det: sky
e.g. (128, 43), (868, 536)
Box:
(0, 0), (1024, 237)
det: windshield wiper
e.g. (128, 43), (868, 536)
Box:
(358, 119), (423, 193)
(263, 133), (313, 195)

_ _ _ _ _ _ _

WORK TO COMPLETE:
Rewrite the rows above, replacing "Box" with "Bounding box" wherever it occurs and leaving everything else unchanged.

TASK OUTPUT:
det: sky
e.g. (128, 43), (868, 536)
Bounding box:
(0, 0), (1024, 237)
det: windshield wiper
e.g. (128, 43), (868, 536)
Bounding box:
(358, 119), (423, 193)
(263, 133), (313, 195)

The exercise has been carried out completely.